## start

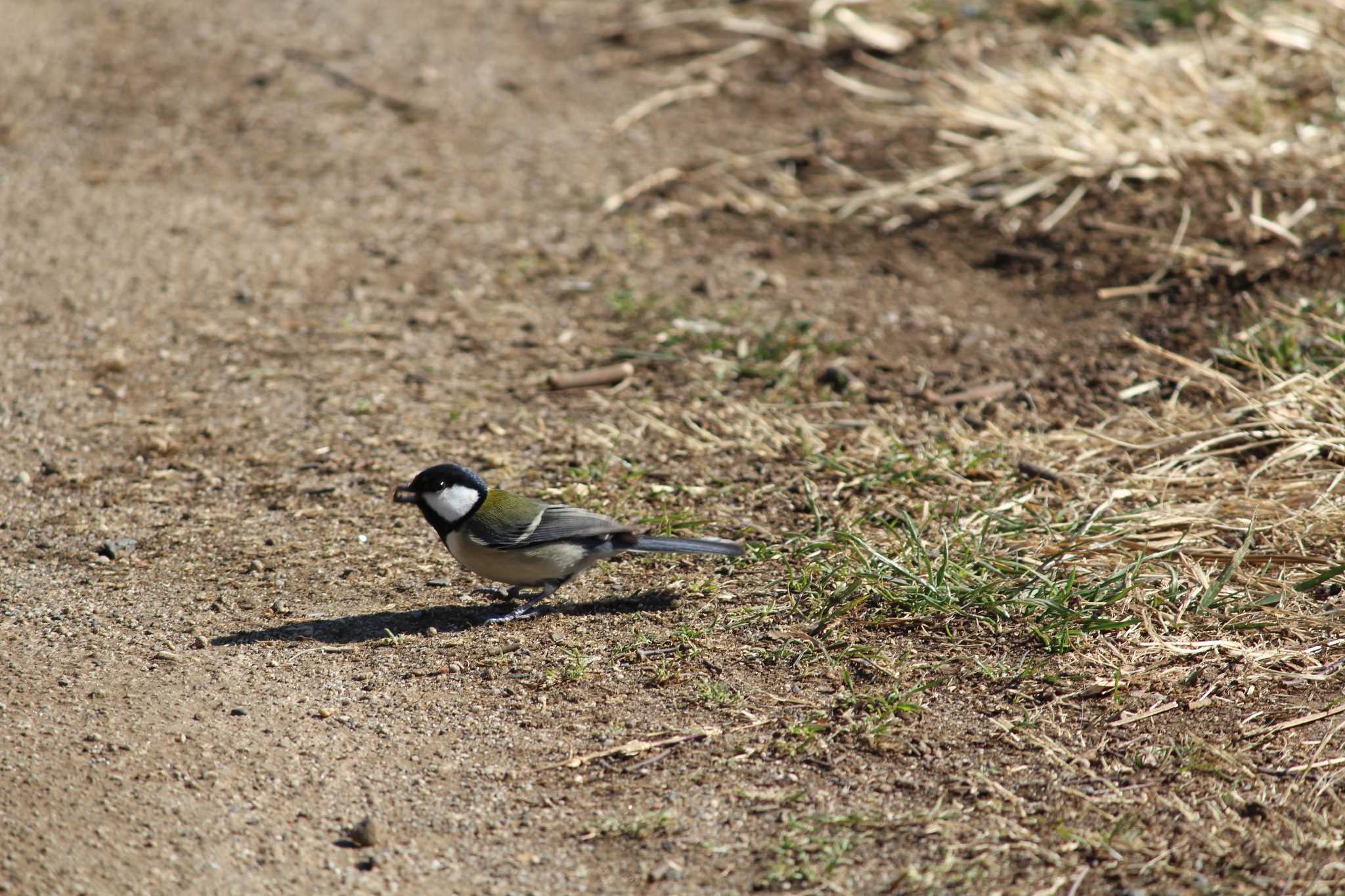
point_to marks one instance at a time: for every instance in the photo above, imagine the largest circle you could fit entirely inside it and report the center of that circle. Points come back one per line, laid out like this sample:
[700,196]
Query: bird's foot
[510,617]
[498,594]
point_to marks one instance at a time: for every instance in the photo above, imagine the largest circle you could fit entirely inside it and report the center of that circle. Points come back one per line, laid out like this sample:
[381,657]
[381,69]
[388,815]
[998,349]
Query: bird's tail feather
[688,545]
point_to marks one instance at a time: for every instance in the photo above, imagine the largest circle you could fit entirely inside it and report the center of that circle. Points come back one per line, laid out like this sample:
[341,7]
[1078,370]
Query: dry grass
[1146,610]
[1011,116]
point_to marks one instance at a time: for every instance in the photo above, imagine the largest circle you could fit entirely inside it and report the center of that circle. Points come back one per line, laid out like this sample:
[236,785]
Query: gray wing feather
[556,522]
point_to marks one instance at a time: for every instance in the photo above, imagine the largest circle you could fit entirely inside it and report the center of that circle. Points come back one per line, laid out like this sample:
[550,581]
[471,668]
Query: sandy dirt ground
[263,263]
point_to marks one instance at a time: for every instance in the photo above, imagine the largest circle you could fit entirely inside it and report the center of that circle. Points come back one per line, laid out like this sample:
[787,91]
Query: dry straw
[1090,114]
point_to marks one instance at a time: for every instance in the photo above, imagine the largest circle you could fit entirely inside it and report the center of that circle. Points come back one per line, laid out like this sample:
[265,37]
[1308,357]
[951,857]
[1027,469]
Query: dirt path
[263,263]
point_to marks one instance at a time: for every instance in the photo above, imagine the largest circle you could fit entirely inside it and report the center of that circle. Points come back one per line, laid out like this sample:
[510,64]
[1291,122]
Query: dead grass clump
[1055,114]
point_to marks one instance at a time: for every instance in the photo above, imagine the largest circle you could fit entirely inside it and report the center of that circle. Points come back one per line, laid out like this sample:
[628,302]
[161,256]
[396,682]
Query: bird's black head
[445,494]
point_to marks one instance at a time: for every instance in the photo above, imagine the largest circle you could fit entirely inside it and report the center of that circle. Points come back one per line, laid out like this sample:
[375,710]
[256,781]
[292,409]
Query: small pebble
[365,833]
[115,548]
[667,871]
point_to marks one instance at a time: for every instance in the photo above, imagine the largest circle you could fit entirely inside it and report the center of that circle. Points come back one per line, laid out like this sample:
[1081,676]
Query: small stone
[666,871]
[365,833]
[841,381]
[115,548]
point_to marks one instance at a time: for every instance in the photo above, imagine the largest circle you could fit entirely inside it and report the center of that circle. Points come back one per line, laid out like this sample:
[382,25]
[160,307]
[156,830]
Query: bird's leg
[526,612]
[498,594]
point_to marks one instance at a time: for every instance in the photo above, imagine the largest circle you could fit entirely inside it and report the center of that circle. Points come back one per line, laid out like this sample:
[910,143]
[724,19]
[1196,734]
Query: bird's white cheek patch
[452,503]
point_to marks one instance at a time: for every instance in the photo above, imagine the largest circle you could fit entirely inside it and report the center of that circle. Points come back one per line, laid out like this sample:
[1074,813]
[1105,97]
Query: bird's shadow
[373,626]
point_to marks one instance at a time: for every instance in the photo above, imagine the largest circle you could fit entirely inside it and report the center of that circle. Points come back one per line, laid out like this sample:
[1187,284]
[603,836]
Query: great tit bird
[525,543]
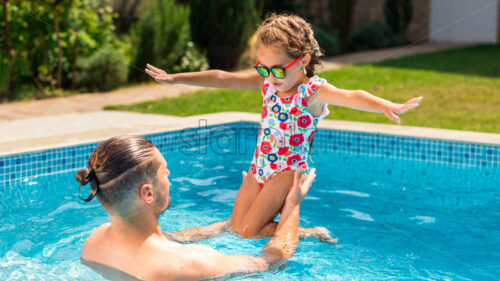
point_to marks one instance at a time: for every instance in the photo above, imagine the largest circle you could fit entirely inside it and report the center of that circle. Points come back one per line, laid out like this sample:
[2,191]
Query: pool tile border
[23,167]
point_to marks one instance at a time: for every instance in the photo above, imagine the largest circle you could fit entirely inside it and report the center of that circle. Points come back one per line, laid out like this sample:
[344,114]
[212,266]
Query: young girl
[294,101]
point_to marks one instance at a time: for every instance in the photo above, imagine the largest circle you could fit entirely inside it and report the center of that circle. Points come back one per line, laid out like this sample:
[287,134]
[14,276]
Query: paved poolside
[44,124]
[80,128]
[97,101]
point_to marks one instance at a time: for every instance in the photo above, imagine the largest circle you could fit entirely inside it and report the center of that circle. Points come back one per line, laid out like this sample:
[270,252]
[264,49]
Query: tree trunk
[59,50]
[75,59]
[45,56]
[6,34]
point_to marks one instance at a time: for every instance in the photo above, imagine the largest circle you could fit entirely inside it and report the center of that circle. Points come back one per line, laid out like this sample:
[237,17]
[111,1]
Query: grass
[461,90]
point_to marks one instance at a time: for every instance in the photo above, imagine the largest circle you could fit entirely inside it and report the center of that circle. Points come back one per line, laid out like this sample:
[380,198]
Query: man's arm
[198,233]
[201,262]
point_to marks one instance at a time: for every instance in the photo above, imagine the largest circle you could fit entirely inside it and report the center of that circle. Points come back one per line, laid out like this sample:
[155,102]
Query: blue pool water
[396,217]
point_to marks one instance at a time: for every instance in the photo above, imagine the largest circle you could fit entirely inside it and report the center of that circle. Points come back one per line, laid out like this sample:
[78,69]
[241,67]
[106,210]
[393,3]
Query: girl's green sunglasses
[278,72]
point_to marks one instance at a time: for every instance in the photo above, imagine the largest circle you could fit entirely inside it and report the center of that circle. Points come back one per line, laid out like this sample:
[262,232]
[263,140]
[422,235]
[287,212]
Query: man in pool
[129,177]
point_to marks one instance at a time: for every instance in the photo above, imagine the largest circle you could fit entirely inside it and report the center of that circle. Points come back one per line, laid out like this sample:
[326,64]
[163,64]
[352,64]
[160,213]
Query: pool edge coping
[233,117]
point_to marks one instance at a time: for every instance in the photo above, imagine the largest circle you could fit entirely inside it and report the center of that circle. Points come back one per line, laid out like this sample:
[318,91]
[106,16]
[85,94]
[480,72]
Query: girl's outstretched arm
[362,100]
[210,78]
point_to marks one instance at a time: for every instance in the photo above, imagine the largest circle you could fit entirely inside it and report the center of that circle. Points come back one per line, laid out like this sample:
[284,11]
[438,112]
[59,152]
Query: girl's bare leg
[248,192]
[260,221]
[266,206]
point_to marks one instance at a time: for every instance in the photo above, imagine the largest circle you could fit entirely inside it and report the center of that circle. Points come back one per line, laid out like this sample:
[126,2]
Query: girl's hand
[392,110]
[160,75]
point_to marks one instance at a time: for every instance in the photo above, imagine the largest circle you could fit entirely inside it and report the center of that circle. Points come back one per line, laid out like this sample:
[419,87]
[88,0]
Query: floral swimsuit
[286,131]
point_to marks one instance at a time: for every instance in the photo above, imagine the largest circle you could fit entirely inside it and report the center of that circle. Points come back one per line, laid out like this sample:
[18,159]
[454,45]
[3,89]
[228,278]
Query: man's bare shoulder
[94,240]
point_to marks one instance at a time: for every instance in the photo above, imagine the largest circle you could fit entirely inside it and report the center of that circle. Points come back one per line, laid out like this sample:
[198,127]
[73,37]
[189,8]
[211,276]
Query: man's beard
[161,205]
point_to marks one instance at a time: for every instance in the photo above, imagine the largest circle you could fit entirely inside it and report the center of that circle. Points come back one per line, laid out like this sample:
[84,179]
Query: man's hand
[300,186]
[160,75]
[392,110]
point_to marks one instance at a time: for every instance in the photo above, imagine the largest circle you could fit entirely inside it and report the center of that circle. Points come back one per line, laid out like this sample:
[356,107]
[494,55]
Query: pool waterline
[383,192]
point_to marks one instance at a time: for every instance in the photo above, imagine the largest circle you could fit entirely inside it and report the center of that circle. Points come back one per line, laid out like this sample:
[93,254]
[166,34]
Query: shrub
[40,57]
[329,42]
[398,15]
[341,13]
[222,29]
[372,36]
[104,70]
[162,38]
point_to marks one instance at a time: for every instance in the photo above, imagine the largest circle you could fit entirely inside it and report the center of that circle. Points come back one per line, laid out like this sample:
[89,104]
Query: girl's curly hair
[292,33]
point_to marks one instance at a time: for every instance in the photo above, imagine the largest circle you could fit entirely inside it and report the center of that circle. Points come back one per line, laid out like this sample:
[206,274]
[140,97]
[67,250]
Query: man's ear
[146,193]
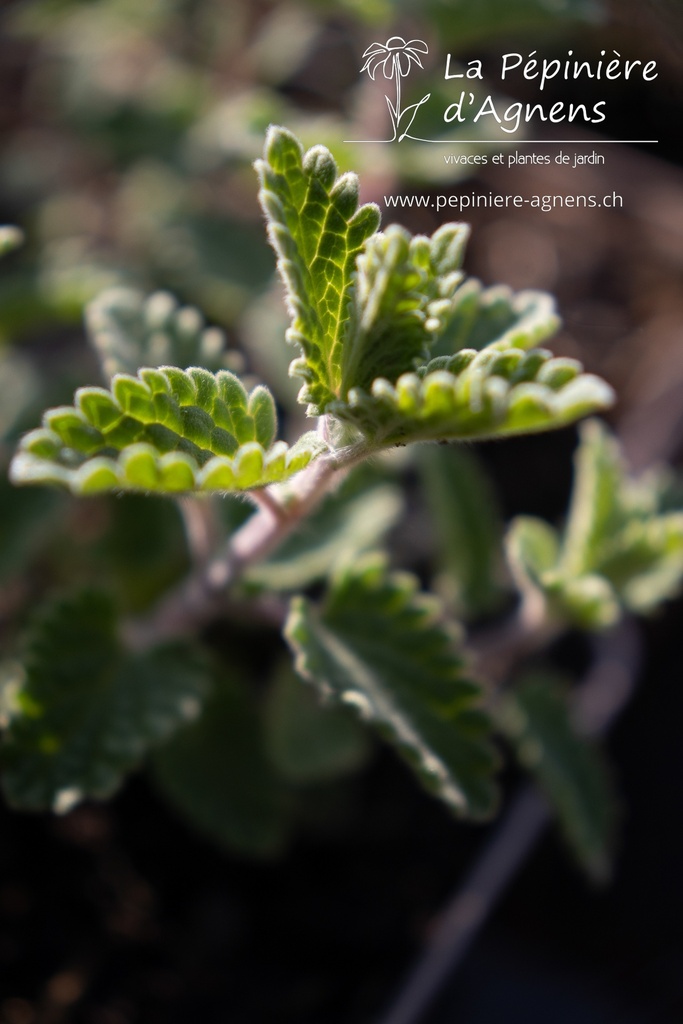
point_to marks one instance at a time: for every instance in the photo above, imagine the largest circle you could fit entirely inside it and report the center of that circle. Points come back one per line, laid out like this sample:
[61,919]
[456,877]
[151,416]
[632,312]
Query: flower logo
[395,58]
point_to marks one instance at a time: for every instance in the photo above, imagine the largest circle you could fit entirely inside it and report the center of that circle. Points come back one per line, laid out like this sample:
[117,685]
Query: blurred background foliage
[127,133]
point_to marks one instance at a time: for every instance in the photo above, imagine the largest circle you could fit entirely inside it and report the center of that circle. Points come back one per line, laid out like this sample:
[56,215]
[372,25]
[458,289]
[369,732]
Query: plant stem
[200,597]
[599,699]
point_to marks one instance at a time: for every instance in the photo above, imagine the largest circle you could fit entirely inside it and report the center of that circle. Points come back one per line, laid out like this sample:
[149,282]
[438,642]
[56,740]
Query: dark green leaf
[86,713]
[308,741]
[129,330]
[217,774]
[317,231]
[568,768]
[377,645]
[468,527]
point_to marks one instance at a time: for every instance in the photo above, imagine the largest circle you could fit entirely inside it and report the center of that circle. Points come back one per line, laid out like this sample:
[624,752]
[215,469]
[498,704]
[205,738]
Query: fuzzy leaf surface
[377,645]
[350,521]
[568,768]
[317,230]
[86,712]
[166,430]
[216,773]
[491,393]
[406,295]
[129,330]
[307,741]
[468,527]
[497,315]
[622,547]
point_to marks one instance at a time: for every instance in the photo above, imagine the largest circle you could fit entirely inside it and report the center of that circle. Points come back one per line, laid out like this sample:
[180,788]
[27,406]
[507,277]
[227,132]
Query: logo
[395,57]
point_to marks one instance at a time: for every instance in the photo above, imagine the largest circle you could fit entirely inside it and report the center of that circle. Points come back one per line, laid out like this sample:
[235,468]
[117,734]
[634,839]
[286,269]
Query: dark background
[118,913]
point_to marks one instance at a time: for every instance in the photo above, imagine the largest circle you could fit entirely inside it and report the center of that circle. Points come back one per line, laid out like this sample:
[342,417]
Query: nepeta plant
[394,345]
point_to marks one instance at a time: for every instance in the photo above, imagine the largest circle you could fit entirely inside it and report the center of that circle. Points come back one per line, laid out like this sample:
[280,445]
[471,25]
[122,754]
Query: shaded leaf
[86,713]
[468,527]
[10,238]
[166,430]
[377,645]
[216,773]
[622,547]
[569,769]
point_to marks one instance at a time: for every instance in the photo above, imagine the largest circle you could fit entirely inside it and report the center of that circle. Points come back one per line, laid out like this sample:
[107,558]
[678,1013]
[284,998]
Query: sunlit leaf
[166,430]
[378,646]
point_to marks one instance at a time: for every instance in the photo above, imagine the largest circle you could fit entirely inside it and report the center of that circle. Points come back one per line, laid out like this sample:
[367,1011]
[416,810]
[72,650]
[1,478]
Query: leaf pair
[621,548]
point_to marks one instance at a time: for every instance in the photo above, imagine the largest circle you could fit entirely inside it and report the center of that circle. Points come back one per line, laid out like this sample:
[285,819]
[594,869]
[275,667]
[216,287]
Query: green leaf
[86,713]
[129,330]
[532,548]
[10,238]
[497,315]
[468,527]
[166,430]
[307,741]
[622,548]
[595,511]
[351,520]
[569,769]
[406,295]
[217,774]
[377,645]
[492,393]
[29,521]
[317,230]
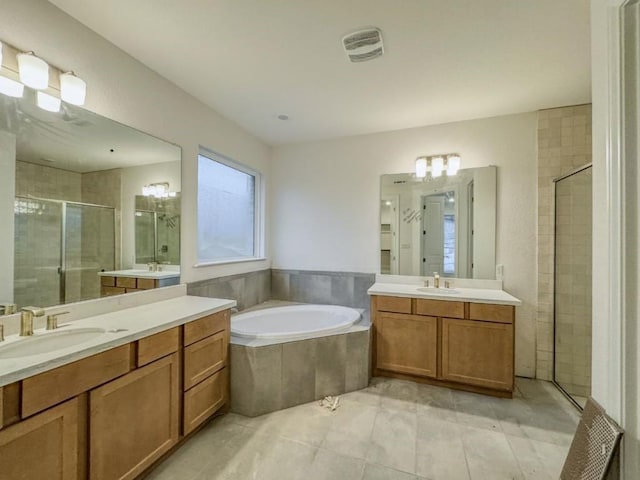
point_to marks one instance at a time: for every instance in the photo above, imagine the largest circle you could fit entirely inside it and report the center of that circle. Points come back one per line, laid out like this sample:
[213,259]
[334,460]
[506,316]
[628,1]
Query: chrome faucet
[26,319]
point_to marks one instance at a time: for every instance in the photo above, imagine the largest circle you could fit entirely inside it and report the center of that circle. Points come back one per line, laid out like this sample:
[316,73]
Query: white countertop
[141,274]
[473,295]
[123,326]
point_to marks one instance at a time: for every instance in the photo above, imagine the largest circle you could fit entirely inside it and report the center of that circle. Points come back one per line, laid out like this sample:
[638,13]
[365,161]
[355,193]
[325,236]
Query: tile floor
[392,430]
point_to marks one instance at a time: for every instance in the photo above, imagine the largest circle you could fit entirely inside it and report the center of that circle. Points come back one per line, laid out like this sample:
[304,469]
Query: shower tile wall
[564,144]
[100,188]
[47,182]
[573,284]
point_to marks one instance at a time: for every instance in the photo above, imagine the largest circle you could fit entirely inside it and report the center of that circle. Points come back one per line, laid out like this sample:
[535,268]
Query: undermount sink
[441,291]
[49,342]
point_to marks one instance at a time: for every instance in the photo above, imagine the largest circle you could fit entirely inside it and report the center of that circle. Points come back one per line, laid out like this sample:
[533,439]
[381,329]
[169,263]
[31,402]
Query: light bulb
[72,89]
[48,102]
[421,167]
[11,87]
[437,164]
[33,71]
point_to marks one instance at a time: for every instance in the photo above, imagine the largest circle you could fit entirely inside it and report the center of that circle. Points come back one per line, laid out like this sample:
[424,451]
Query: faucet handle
[52,320]
[9,308]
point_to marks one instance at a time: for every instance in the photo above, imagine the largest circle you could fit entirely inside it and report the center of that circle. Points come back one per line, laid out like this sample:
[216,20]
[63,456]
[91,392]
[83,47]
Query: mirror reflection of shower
[157,230]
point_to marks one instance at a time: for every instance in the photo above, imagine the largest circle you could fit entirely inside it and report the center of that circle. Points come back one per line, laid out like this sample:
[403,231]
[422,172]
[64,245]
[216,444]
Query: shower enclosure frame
[62,271]
[555,214]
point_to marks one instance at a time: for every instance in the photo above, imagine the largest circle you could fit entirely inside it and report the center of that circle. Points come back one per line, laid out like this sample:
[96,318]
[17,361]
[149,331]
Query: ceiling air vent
[363,45]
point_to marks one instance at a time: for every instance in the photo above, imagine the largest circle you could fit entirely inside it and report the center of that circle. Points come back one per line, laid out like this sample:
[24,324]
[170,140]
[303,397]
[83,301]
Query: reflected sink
[441,291]
[49,342]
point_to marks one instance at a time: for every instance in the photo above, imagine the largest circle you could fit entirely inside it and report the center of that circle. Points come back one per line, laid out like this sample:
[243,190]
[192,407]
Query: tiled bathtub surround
[564,143]
[247,289]
[270,378]
[325,288]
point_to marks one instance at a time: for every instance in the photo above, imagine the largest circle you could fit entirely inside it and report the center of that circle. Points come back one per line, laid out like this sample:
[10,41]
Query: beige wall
[325,201]
[121,88]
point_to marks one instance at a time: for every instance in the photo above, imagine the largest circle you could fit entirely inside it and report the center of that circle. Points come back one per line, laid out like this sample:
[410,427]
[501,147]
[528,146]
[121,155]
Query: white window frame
[258,209]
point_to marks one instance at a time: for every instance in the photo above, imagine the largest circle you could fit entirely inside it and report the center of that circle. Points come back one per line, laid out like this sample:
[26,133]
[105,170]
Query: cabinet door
[478,353]
[134,420]
[407,344]
[43,446]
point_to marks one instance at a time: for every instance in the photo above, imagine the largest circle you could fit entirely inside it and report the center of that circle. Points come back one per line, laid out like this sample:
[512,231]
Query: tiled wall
[47,182]
[564,143]
[573,283]
[328,288]
[248,289]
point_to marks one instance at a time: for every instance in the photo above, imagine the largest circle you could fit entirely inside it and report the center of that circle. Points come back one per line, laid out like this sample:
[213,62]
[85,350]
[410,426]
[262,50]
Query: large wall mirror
[72,185]
[445,224]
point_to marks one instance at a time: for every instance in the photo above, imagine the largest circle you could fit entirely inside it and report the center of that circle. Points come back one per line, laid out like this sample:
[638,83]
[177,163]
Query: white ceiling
[444,61]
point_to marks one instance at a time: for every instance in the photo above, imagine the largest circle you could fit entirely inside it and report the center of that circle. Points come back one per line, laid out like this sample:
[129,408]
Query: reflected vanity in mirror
[69,186]
[445,224]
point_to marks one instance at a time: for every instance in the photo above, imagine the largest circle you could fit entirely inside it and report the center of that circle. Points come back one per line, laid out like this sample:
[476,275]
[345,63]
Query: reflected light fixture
[72,89]
[33,71]
[158,190]
[453,164]
[48,102]
[437,164]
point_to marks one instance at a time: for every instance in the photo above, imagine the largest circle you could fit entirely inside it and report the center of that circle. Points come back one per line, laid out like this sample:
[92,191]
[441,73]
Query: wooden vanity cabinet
[407,343]
[445,342]
[206,377]
[44,446]
[134,420]
[112,415]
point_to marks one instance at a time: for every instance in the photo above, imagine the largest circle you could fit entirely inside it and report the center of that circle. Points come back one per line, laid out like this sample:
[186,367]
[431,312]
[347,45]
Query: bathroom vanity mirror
[68,187]
[445,225]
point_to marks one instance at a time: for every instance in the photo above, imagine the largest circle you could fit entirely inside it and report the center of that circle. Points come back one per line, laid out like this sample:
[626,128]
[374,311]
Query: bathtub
[294,322]
[283,356]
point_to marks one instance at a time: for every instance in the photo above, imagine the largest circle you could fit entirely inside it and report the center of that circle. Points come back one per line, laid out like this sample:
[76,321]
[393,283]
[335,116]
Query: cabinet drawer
[492,313]
[394,304]
[147,283]
[205,357]
[478,353]
[49,388]
[204,400]
[126,282]
[440,308]
[157,346]
[203,327]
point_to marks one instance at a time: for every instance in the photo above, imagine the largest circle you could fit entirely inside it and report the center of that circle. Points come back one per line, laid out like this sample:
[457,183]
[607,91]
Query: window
[228,210]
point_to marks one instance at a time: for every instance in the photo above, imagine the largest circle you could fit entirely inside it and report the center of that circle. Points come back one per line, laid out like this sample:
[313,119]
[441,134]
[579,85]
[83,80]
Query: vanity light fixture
[11,88]
[72,88]
[158,190]
[33,71]
[48,102]
[437,164]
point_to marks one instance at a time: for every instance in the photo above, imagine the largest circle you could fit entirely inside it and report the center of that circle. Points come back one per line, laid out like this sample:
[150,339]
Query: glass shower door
[572,297]
[89,247]
[38,237]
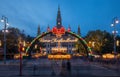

## end

*Stated goal*
Report every line of the material above that contains the word "light".

*Correct response*
Query: light bulb
Query: reflected light fixture
Query: vanity light fixture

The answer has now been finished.